- [Records for the task]
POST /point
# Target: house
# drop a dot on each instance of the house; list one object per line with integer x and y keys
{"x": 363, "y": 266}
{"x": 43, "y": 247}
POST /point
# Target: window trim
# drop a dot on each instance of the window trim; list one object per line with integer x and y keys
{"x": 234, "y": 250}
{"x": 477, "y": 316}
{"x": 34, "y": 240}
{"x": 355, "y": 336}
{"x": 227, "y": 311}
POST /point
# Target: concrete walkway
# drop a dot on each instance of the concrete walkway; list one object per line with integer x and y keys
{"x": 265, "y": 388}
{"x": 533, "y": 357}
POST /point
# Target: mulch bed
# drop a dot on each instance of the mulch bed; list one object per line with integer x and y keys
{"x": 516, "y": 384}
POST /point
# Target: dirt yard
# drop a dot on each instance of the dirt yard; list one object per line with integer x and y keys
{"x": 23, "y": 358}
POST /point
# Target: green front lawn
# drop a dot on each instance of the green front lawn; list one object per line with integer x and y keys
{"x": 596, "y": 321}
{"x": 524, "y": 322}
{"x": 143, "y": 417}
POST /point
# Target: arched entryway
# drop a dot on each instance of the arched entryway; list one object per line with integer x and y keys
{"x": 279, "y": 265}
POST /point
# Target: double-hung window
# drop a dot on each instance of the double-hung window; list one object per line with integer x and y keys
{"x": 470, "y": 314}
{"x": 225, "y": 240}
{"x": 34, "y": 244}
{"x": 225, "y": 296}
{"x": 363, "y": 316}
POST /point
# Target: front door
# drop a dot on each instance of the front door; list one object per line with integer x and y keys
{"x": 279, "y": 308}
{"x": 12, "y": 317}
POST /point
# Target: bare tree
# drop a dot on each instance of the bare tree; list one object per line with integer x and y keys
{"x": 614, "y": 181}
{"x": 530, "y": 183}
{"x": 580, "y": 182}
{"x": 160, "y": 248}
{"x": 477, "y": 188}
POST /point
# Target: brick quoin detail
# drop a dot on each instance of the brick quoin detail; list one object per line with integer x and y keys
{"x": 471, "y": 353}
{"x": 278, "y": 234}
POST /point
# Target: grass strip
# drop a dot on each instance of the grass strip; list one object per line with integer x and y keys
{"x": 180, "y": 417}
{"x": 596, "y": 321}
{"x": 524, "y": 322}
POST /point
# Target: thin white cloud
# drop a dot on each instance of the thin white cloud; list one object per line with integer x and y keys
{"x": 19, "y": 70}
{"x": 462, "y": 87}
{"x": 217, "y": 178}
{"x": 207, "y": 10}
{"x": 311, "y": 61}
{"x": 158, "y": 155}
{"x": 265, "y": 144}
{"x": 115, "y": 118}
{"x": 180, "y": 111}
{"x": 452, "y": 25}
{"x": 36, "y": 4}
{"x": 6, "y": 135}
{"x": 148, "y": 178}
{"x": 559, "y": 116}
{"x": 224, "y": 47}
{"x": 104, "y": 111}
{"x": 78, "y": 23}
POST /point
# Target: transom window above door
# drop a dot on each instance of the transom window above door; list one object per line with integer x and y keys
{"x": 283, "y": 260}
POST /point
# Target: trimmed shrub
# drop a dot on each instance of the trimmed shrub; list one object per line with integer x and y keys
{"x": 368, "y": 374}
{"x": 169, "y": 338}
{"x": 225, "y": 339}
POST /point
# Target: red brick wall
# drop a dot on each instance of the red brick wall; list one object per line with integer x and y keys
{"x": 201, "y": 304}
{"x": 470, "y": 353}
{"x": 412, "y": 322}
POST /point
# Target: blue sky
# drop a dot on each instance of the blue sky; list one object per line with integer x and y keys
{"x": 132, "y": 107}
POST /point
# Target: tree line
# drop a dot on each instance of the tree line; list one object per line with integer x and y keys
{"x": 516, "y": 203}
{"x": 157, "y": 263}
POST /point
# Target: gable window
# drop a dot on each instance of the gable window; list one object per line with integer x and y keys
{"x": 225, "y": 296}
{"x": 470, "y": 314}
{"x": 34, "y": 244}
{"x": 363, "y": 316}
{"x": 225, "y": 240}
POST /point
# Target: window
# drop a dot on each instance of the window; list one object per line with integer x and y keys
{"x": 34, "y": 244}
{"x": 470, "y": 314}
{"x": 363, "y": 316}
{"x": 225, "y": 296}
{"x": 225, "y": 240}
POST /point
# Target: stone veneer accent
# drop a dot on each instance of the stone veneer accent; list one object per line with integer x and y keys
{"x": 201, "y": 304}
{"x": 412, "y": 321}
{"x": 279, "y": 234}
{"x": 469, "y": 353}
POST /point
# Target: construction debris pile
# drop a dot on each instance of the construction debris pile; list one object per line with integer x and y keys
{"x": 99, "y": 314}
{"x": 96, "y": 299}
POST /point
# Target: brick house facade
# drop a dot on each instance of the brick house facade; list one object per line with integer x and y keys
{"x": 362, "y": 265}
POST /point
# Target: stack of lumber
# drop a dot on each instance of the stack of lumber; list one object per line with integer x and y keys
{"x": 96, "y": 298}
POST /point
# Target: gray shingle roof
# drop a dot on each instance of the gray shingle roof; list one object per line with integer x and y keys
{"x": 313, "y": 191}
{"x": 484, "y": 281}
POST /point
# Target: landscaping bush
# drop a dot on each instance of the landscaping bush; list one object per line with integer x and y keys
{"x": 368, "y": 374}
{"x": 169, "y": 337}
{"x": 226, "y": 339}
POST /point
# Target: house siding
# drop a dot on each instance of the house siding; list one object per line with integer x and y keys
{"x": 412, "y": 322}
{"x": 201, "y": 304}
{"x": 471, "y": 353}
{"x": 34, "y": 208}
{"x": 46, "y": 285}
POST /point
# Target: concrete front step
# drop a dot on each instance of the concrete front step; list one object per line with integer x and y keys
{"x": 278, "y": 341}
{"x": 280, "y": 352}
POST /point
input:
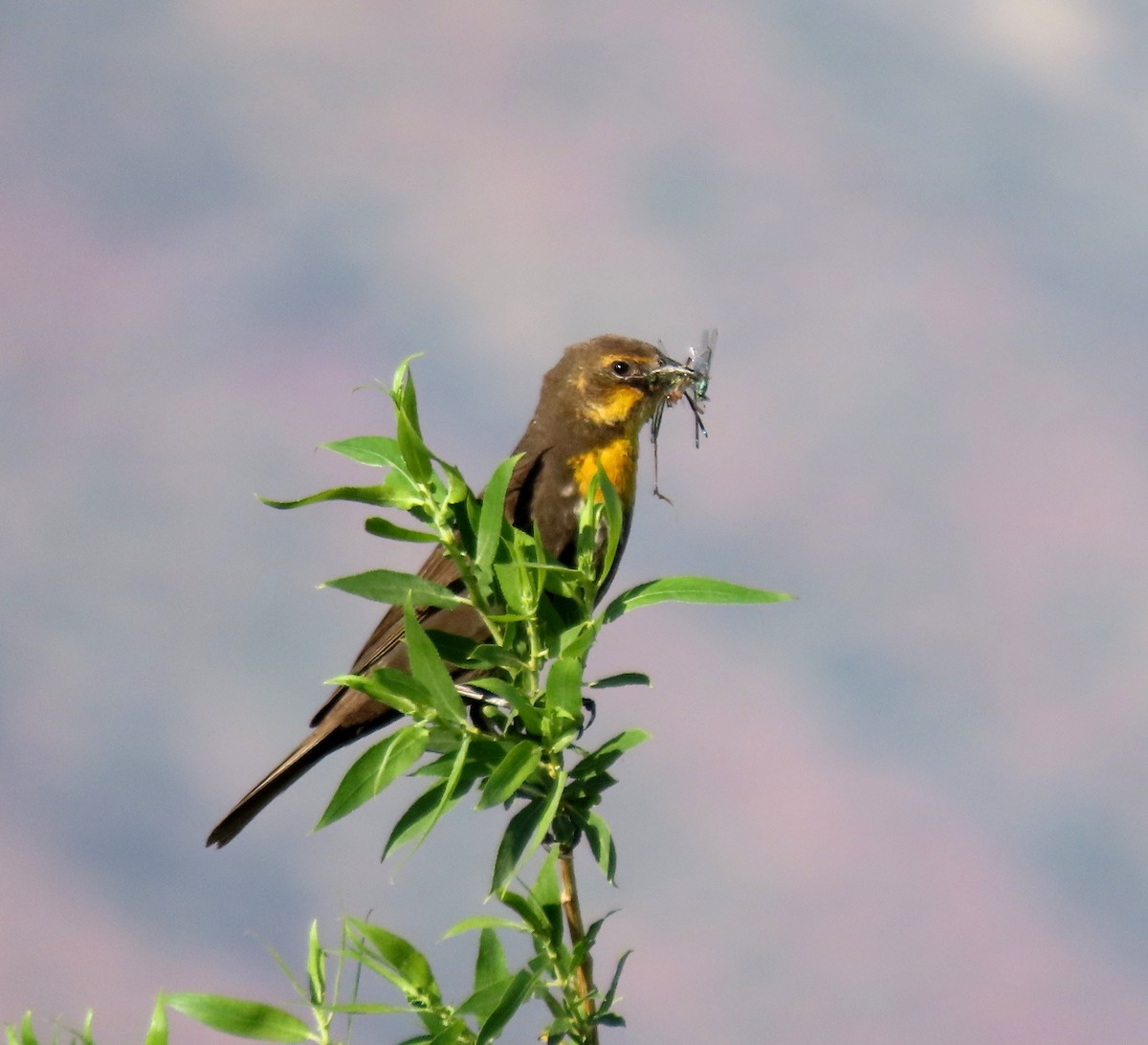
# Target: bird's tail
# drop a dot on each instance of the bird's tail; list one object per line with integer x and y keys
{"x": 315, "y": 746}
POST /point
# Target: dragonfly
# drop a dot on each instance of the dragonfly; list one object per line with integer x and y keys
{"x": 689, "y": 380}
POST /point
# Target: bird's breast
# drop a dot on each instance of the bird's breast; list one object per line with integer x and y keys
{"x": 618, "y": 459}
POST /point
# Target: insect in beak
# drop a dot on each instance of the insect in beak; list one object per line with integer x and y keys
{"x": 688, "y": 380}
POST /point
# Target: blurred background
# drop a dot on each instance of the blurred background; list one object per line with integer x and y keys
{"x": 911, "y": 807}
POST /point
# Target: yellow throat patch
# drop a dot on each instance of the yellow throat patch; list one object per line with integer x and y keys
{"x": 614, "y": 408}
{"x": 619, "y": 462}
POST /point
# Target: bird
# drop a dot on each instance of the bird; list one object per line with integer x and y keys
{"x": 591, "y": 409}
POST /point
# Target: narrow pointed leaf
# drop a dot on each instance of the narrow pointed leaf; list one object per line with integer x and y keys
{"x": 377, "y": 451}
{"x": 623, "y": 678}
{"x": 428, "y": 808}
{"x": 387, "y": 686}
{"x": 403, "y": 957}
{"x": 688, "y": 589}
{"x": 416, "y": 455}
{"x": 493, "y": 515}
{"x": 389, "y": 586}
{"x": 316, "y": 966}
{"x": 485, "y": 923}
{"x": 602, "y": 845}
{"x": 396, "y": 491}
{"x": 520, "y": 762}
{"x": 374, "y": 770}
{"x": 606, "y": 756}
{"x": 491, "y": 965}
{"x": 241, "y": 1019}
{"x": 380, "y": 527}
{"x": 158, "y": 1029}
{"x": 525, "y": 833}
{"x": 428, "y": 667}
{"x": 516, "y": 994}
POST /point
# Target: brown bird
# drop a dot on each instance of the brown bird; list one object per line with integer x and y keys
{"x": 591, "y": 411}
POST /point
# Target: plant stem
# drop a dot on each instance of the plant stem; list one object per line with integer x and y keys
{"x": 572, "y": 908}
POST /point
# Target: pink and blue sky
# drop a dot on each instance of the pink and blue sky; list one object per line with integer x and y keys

- [What to work on] State how many lines of the listing hold the string "pink", and add nothing else.

- [Result of this task] 2